Extrait choisi:
-=-=-

A l’heure où Hollywood prônait les vraies valeurs familiales, soit un papa, une maman, un garçon et une fille, des grands-parents et un chien, l’hypocrisie régnait en maître. Premier exemple : Cole Porter, l’illustre compositeur homosexuel qui marié avec            « la plus belle femme du monde » plus âgée que lui, a rapidement fait son coming-out (dès 1925). Dans le film « Nuit et jour » sorti en 1946, où Cary Grant joue son rôle, cette partie pourtant essentielle de la vie de Cole Porter est totalement passée sous silence. Un oubli sans doute… Le standard de jazz, « Night and Day » composé pour un de ses amants devient une ode à la féminité… ce qui est tout de même assez comique, connaissant la provocation érigée en véritable art de vivre chez ce génie de la comédie musicale, qui a du bien rire en voyant en plus un Cary Grant hétérosexuel (l’acteur adorant jouer « en vrai » sur sa bi-sexualité jamais ouvertement reconnue).

-=-=-

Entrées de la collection
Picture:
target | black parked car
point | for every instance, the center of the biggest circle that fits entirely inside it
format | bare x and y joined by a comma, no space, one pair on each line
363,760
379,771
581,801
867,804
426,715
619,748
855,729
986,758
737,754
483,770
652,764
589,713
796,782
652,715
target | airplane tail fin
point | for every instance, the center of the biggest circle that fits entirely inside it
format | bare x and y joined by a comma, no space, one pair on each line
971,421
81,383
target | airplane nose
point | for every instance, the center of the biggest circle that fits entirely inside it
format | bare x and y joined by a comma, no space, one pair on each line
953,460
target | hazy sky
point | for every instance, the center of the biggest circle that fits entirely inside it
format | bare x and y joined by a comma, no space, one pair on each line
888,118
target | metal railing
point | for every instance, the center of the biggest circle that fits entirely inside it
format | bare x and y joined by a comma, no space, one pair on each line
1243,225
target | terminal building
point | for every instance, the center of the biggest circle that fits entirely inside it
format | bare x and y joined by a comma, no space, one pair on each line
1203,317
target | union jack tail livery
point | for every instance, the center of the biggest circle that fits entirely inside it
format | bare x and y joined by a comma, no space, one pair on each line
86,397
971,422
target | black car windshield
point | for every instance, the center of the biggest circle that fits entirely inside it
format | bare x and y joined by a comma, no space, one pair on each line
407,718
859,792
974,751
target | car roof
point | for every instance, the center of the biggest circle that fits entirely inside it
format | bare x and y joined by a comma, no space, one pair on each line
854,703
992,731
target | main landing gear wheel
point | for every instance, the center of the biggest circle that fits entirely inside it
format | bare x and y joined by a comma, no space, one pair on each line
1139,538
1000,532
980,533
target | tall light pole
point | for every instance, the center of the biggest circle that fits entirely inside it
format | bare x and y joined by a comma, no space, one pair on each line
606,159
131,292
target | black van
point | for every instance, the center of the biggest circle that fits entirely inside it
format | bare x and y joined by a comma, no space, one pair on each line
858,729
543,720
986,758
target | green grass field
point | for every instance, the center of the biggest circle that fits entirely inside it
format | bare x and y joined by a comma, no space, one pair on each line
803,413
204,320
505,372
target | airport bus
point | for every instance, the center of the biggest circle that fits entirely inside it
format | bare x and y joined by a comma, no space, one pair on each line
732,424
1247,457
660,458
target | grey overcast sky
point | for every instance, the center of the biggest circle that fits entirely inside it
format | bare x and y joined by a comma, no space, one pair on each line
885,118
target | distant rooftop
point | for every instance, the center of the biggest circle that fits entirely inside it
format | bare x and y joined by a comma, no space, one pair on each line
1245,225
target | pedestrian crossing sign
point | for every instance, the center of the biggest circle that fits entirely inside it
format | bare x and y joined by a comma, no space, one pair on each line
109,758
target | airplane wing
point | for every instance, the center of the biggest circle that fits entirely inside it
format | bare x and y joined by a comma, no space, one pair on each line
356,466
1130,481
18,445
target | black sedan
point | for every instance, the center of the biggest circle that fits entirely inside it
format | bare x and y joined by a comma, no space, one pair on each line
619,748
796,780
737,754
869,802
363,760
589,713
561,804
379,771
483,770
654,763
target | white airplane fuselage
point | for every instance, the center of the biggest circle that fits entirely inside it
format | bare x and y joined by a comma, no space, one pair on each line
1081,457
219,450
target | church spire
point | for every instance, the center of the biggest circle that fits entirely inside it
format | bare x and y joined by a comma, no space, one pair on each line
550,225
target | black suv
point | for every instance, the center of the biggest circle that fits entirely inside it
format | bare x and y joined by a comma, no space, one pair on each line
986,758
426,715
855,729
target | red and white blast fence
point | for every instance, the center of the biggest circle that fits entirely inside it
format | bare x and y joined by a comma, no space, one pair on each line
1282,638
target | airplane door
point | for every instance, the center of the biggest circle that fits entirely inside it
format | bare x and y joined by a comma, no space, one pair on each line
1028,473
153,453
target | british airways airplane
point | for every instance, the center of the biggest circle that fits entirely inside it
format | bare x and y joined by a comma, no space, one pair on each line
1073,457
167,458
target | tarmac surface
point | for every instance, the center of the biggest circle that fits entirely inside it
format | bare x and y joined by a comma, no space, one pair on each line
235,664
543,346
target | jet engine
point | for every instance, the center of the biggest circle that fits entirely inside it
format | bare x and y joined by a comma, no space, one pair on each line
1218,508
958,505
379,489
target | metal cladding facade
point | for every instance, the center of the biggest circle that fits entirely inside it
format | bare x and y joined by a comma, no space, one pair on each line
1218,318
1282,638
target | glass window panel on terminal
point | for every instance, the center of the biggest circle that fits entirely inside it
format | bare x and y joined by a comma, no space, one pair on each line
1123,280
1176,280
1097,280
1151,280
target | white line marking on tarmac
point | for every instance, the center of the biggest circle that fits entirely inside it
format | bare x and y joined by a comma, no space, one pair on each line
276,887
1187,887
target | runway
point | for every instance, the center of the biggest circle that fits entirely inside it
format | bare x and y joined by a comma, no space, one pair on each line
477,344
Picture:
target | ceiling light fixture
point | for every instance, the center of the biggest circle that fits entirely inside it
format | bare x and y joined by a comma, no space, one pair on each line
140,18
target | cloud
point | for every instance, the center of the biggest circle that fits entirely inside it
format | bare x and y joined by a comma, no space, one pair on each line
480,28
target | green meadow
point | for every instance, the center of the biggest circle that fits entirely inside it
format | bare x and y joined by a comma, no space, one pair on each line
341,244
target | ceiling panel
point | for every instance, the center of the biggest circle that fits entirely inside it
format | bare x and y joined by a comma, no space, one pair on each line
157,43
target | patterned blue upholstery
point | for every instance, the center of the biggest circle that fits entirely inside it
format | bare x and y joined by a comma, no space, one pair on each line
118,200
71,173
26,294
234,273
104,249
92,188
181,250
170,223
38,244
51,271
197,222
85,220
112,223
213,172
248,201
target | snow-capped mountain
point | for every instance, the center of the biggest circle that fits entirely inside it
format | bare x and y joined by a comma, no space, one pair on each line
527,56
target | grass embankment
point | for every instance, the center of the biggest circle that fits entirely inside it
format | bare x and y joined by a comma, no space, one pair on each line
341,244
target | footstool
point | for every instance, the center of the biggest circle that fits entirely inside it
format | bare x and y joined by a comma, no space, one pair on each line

-=-=-

Tâche courte: Pouvez-vous reprendre l'extrait sur Cole Porter et l'hypocrisie hollywoodienne pour le poursuivre à partir de sa dernière phrase ? Les entrées forment un matériau à part, sans lien avec l'extrait.

Résultat final:
L’année suivante, en 1947, sort un film qui fera date dans l’histoire du cinéma puisque c’est la première fois que l’on met en scène un crime « antisémite » et que le scénario s’attaque à l’armée, alors que la seconde guerre mondiale vient à peine de se terminer, et que les « héros » se dirigent tout droit vers la guerre de Corée… Pourquoi, est-ce que j’en parle ici ? Vous me direz, il est toujours intéressant de comparer une minorité avec une autre. Dans ce « Feux croisés », Robert Young enquête sur un meurtre d’un soldat à qui l’on a reproché une seule chose, se nommer Levine. Les suspects sont Robert Mitchum, Robert Ryan, de grands noms de l’époque… Les critiques adorent ce drame « courageux » qui recevra même un prix à Cannes. Mais voilà, ce scénario est tiré d’un roman écrit par un ex-marine, Richard Brooks, qui deviendra lui-aussi un des grands metteurs en scène de Hollywood. Le sujet du livre n’est pas l’antisémitisme, mais l’homophobie. Et oui, c’est un soldat gay qui se fait tuer ! L’acteur Robert Ryan (qui d’ailleurs joue le méchant) souhaitait adapter sur scène ce roman, il n’a jamais trouvé les capitaux nécessaires. Quant au film, le fameux Code Hays, (que Hitchcock savait si bien détourner) mentionnait que l’homosexualité étant une perversion, il était interdit d’en parler à l’écran !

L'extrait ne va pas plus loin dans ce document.